» What is required
Tally the lines in the records below that contain the string "water", with uppercase and lowercase treated as distinct. State only the number.

_____

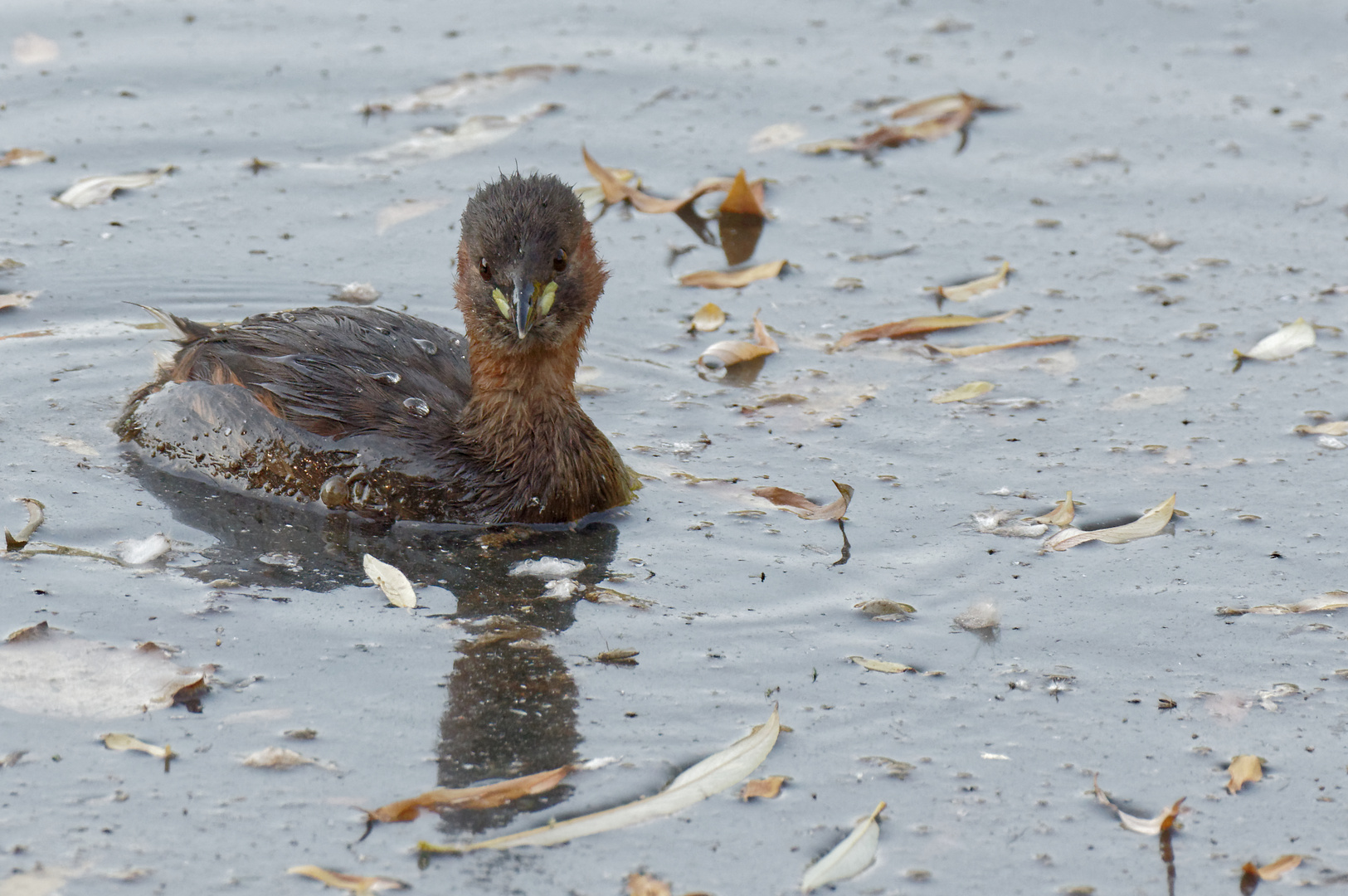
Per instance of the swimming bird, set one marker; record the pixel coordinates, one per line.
(392, 416)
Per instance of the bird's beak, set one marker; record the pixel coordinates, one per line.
(522, 297)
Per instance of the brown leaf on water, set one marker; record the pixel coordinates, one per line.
(1243, 770)
(805, 509)
(352, 883)
(983, 349)
(966, 291)
(480, 796)
(1060, 515)
(1328, 427)
(942, 116)
(1274, 869)
(708, 319)
(1150, 523)
(733, 279)
(19, 157)
(1165, 821)
(763, 787)
(616, 189)
(917, 326)
(722, 354)
(742, 200)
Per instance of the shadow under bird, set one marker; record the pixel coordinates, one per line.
(392, 416)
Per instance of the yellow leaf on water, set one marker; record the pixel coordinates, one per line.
(708, 319)
(983, 349)
(917, 326)
(966, 291)
(963, 392)
(763, 787)
(880, 666)
(352, 883)
(1150, 523)
(480, 796)
(1244, 770)
(805, 509)
(733, 279)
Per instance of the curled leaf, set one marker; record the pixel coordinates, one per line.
(1161, 822)
(1243, 770)
(86, 192)
(723, 354)
(848, 859)
(763, 787)
(352, 883)
(917, 326)
(805, 509)
(966, 291)
(964, 392)
(1150, 523)
(712, 775)
(1282, 343)
(480, 796)
(708, 319)
(981, 349)
(392, 582)
(733, 279)
(880, 666)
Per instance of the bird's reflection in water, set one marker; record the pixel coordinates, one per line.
(511, 701)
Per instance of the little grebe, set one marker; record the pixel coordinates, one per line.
(392, 416)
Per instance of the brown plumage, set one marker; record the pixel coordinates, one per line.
(390, 416)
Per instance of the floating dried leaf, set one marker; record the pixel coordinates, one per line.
(392, 582)
(805, 509)
(1244, 770)
(1061, 515)
(966, 291)
(964, 392)
(712, 775)
(619, 656)
(917, 326)
(723, 354)
(733, 279)
(1282, 343)
(763, 787)
(353, 883)
(19, 157)
(1328, 427)
(278, 757)
(880, 666)
(36, 519)
(86, 192)
(480, 796)
(1165, 821)
(848, 859)
(1150, 523)
(981, 349)
(708, 319)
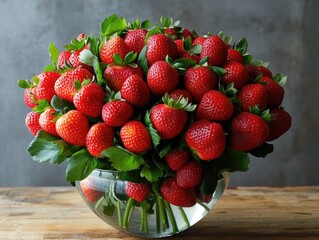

_____

» Complete output
3